Data from a point labeling set
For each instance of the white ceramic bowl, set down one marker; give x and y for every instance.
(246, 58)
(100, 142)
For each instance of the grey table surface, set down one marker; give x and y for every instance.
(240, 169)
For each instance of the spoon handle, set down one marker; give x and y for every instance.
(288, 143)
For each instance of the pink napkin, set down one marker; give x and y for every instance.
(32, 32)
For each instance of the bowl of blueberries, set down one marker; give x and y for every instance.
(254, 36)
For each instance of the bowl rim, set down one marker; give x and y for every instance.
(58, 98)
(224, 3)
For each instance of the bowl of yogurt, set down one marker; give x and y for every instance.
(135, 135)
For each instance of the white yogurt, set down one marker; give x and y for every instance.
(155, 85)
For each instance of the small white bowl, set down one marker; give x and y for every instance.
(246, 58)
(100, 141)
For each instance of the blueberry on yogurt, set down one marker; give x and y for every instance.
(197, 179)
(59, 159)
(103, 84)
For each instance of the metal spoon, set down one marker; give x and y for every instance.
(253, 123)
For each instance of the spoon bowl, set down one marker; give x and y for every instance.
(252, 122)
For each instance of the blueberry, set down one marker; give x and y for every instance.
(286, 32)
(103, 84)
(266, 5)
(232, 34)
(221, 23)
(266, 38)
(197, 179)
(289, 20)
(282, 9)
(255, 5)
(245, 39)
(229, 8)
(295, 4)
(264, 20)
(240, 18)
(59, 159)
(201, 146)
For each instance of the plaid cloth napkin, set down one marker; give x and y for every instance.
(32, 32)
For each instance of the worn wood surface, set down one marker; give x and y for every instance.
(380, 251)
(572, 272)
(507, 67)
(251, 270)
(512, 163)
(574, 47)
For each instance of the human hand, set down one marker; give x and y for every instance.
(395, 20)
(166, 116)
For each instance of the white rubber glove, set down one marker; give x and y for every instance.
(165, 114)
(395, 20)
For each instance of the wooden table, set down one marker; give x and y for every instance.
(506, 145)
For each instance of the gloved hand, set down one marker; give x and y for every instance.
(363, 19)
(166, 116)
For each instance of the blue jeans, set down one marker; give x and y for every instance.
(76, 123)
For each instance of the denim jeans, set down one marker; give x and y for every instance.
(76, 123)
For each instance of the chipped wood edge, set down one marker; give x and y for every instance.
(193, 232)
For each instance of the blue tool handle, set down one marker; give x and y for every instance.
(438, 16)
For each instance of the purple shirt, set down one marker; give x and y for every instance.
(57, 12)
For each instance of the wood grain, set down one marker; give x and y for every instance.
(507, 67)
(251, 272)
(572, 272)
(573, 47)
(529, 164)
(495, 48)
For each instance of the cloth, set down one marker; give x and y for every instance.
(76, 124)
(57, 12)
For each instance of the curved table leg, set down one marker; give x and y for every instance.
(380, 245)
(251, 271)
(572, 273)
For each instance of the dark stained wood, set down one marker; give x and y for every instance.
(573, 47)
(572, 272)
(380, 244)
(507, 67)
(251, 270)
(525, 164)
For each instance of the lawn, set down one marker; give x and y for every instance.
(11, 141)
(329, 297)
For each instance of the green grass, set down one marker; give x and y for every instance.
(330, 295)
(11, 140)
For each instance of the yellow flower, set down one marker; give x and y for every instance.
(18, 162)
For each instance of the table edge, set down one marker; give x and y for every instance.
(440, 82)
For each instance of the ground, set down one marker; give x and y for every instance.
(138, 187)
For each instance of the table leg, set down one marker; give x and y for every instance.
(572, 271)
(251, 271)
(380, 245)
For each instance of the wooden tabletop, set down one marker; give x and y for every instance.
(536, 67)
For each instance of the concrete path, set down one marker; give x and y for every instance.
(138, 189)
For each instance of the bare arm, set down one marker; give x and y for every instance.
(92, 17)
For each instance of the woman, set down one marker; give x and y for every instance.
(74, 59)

### What to do:
Rewrite everything from the line containing "For each instance of the concrete" down to the end of the data, replacing "bare arm" with "uncovered arm" and leaving all else unchanged.

### Expected output:
For each instance of the concrete path, set down one marker; give x and y for every instance.
(138, 189)
For each instance of the uncovered arm, set down one marker; give x and y for every instance.
(92, 17)
For each instance of the woman, set down one marker; give x and y for every instance.
(74, 59)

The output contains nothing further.